■ What you have to do
Reproduce every line of the material below, character for character.
********
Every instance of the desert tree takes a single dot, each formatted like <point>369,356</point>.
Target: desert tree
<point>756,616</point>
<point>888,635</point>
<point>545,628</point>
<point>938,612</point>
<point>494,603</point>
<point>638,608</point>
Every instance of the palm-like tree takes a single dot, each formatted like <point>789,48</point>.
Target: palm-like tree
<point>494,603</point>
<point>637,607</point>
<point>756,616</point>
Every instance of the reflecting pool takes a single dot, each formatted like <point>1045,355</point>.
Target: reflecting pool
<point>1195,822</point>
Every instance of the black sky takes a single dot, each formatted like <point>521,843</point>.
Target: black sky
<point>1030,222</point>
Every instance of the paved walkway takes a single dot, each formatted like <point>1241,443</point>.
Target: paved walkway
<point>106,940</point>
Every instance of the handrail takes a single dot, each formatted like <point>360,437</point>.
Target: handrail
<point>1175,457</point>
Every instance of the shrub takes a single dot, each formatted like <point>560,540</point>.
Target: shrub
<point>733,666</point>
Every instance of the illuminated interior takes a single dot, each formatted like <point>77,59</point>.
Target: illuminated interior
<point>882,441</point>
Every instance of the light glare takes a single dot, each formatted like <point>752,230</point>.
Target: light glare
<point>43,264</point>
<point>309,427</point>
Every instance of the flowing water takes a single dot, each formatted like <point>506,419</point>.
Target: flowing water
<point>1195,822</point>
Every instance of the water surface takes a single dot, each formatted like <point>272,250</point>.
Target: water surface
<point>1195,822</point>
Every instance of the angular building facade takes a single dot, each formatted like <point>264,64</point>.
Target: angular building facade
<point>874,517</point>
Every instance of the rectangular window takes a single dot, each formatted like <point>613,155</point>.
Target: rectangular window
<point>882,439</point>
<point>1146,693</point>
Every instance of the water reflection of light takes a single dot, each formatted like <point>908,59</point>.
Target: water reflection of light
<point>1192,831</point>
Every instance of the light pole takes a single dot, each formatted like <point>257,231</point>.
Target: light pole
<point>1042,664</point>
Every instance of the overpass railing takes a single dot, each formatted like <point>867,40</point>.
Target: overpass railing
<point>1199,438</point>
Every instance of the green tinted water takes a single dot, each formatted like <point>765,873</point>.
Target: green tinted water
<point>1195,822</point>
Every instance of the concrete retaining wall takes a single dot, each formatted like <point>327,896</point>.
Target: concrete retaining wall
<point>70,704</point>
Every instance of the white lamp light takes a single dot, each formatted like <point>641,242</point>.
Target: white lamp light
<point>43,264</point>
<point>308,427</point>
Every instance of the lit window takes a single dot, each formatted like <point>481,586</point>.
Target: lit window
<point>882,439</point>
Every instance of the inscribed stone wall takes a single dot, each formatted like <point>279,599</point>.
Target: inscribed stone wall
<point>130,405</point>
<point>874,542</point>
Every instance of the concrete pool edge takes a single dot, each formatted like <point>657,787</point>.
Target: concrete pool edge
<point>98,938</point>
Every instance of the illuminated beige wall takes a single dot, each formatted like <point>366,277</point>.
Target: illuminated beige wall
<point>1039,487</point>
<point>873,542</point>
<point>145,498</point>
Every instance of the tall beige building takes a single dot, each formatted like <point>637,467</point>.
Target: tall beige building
********
■ The reply
Every instance of the desert tree takes a single dot, each formatted like <point>369,356</point>.
Target: desert tree
<point>756,616</point>
<point>888,635</point>
<point>545,628</point>
<point>938,612</point>
<point>494,603</point>
<point>638,608</point>
Every instance of the palm-like tree takes a single dot, each formatted like <point>789,48</point>.
Target: palm-like tree
<point>494,603</point>
<point>637,607</point>
<point>756,616</point>
Every instance of the reflecting pool takes a single dot, each formatted like <point>1045,355</point>.
Target: reflecting pool
<point>1195,822</point>
Every instance of the black sky takes a single dot, each formatted like <point>521,843</point>.
Target: black sky
<point>1030,222</point>
Every instance of the paved walkway takes a single dot, each formatted like <point>1241,443</point>.
Target: paved walkway
<point>106,940</point>
Every instance of the handrail takes a single dot, each formatted like <point>360,437</point>.
Target: handrail
<point>1175,457</point>
Every instance of the shrub takes a single dot, each formatted like <point>560,540</point>.
Target: shrub
<point>733,666</point>
Every instance of the illuminated interior takes a single dot, each formatted like <point>77,59</point>.
Target: illuminated interior
<point>882,441</point>
Every instance of the light glare takes a single dot, each formatted like <point>752,230</point>.
Target: light glare
<point>43,264</point>
<point>309,427</point>
Every instance of the flowing water takes a single dot, each formatted like <point>506,419</point>.
Target: flowing water
<point>1195,822</point>
Every instance of the water surface takes a single dot, each formatted like <point>272,250</point>.
Target: water surface
<point>1195,822</point>
Every instance of the angular building facade takes a single dot, each formatted like <point>264,64</point>.
Target: angular building facade
<point>874,517</point>
Every instance of the rectangular window takes a single dot, each formatted like <point>613,155</point>.
Target: rectangular window
<point>882,439</point>
<point>1146,693</point>
Every instance of the water reflection of light takes a single dot, each formatted like <point>908,59</point>.
Target: water reflection of light
<point>1192,831</point>
Every instance of the light pole takes a single dot, each formatted like <point>257,231</point>.
Target: light pole
<point>1042,664</point>
Every instance of the overpass railing takes a single dot, each formatted like <point>867,40</point>.
Target: overpass railing
<point>1199,438</point>
Every instance of the green tinted water takes a single dot, each formatted like <point>765,873</point>.
Target: green tinted water
<point>1195,822</point>
Every instance of the concrete retaining wall takes a single dot, each formatted like <point>327,896</point>.
Target: concrete retaining wall
<point>70,704</point>
Every instance of the white lamp light takes a single dot, each formatted like <point>641,242</point>.
Target: white lamp light
<point>43,264</point>
<point>308,427</point>
Every instance of the lit window takes a single dot, each formatted like <point>481,586</point>.
Target: lit window
<point>882,439</point>
Every instance of the inscribed stone wall takes a single dot, each formatted like <point>279,599</point>.
Target: inscribed stone wall
<point>130,405</point>
<point>874,542</point>
Every instance of the concrete pool edge takes a single dot, each formatted like <point>657,787</point>.
Target: concrete pool edge
<point>98,938</point>
Every instance of the illuminated beige wall takes a single dot, each formatted like <point>366,277</point>.
Target: illuminated beige wall
<point>1039,487</point>
<point>873,542</point>
<point>145,498</point>
Every instance of the tall beige building takes a single dot, each formatted like <point>637,467</point>.
Target: tall beige building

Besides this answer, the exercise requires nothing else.